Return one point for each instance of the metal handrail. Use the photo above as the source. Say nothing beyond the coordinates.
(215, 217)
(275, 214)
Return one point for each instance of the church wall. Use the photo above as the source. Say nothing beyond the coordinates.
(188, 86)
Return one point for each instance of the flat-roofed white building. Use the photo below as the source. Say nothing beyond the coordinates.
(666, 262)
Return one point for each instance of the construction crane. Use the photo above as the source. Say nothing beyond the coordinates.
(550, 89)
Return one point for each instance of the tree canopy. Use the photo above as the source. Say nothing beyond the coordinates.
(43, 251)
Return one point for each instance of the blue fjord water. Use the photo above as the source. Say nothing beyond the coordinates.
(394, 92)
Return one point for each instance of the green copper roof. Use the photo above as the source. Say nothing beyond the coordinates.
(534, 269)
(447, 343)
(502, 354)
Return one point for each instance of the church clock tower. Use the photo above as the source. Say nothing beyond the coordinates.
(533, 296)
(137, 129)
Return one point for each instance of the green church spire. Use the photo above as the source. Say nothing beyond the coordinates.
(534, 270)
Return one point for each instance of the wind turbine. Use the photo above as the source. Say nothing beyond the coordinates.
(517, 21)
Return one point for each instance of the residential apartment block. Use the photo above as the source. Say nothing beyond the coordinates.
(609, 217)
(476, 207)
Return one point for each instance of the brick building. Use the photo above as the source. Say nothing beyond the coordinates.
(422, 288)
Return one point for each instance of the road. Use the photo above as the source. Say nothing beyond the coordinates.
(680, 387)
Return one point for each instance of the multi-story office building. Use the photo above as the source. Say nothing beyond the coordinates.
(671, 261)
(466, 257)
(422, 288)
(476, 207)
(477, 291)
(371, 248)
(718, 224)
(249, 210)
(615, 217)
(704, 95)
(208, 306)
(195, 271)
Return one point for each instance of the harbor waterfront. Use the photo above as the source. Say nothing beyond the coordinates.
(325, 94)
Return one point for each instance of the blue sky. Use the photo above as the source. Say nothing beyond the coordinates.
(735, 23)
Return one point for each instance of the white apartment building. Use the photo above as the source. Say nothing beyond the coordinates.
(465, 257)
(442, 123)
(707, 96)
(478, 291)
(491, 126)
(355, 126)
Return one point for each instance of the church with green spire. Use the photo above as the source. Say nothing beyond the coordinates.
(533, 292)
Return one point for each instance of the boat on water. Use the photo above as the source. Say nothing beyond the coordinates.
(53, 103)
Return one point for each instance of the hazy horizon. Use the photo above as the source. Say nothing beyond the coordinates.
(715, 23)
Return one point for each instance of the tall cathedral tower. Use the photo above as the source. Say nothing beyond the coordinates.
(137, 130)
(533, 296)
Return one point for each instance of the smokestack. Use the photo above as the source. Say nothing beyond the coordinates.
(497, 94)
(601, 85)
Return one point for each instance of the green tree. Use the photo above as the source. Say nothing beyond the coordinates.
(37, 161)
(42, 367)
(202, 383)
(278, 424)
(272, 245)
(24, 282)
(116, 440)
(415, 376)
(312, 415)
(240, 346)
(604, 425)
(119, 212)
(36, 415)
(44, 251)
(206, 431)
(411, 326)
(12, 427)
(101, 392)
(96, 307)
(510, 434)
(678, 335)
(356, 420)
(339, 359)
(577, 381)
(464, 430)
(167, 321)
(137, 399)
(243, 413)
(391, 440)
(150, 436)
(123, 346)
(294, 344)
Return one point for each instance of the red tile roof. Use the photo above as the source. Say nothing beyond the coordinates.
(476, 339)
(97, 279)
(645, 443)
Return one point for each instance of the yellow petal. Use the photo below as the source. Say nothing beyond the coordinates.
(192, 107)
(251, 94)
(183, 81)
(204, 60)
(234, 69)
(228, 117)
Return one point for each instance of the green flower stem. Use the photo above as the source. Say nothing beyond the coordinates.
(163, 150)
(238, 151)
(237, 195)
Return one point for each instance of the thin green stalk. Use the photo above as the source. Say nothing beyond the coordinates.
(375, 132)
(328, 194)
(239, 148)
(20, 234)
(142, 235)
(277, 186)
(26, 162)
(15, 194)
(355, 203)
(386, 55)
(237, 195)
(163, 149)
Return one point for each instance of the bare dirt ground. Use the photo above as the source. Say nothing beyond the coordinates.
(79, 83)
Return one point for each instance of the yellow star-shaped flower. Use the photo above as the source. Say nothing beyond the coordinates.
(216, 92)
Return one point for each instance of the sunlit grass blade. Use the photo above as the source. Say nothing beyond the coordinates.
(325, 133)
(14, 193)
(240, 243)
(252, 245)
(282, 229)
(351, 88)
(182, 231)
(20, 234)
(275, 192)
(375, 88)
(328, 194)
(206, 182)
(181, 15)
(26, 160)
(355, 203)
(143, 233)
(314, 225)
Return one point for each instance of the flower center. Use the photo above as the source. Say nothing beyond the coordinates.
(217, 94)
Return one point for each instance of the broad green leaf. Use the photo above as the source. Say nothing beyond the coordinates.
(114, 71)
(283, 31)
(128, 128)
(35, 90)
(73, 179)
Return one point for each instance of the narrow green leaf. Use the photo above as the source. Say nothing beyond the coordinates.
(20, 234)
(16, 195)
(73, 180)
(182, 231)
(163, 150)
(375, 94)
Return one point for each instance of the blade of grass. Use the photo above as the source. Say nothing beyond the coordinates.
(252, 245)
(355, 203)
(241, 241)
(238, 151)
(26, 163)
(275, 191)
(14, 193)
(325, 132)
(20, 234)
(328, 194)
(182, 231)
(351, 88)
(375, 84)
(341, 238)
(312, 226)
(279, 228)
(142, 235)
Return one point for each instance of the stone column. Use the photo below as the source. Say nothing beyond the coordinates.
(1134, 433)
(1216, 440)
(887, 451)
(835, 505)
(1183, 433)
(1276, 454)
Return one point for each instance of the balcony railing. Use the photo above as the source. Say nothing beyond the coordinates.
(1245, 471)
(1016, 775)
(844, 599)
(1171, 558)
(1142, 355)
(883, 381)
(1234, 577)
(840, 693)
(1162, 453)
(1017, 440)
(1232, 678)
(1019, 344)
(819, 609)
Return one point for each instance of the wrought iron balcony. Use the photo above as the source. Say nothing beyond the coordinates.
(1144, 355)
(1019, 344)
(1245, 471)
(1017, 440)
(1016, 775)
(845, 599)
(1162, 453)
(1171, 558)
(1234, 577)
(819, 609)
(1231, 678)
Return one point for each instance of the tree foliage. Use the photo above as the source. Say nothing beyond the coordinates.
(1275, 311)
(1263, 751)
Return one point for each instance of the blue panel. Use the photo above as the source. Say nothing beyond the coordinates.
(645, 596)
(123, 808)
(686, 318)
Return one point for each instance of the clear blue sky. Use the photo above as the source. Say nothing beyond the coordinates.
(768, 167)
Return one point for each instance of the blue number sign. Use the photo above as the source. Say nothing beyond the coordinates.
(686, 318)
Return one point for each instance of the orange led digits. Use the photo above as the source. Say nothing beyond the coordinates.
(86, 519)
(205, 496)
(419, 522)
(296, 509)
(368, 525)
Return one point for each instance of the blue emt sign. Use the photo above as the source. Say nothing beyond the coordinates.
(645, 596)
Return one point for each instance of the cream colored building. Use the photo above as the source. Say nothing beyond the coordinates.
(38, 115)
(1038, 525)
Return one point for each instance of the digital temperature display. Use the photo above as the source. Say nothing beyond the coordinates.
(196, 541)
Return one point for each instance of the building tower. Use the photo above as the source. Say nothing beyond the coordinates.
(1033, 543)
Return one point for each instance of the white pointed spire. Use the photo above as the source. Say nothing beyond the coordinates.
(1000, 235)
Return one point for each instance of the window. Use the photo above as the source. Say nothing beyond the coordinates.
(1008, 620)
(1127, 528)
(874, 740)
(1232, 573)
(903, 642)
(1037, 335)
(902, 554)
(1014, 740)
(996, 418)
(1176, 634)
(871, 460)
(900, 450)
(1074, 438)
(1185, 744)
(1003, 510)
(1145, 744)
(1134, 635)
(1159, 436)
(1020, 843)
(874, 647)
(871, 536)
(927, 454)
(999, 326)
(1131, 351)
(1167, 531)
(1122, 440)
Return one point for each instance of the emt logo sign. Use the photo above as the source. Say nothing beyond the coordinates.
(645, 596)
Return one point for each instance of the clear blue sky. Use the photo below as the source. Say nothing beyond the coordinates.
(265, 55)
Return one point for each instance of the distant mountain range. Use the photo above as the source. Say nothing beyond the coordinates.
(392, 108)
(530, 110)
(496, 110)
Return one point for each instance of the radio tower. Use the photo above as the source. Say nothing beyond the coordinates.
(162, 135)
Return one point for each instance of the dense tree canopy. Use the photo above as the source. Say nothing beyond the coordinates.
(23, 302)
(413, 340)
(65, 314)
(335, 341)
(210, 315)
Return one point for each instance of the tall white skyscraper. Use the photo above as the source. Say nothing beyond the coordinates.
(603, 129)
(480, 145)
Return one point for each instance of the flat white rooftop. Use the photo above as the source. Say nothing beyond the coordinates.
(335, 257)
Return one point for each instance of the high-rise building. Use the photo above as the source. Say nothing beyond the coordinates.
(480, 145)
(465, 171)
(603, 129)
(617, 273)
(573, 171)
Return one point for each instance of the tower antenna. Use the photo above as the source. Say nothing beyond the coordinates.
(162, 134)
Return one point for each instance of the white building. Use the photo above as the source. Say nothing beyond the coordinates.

++++++++++++++++++++

Problem to work on: Give the lines exactly as they stand, from the line with "Return one point for each instance of the flat white" through the end of the material.

Completed exercise:
Return one point for each instance of the flat white rooftop. Use the photo above as the source. Say nothing beyond the coordinates.
(335, 257)
Return one point for each instance of the high-rise building. Use the photo above as the source. Say nothing beyond the coordinates.
(480, 145)
(465, 171)
(603, 129)
(617, 273)
(573, 171)
Return one point for each instance of the tower antenna. Use the photo above as the source. Say nothing beyond the coordinates.
(162, 134)
Return one point for each instance of the white building. Use the photo above as the source. Say nothing beyond the coordinates.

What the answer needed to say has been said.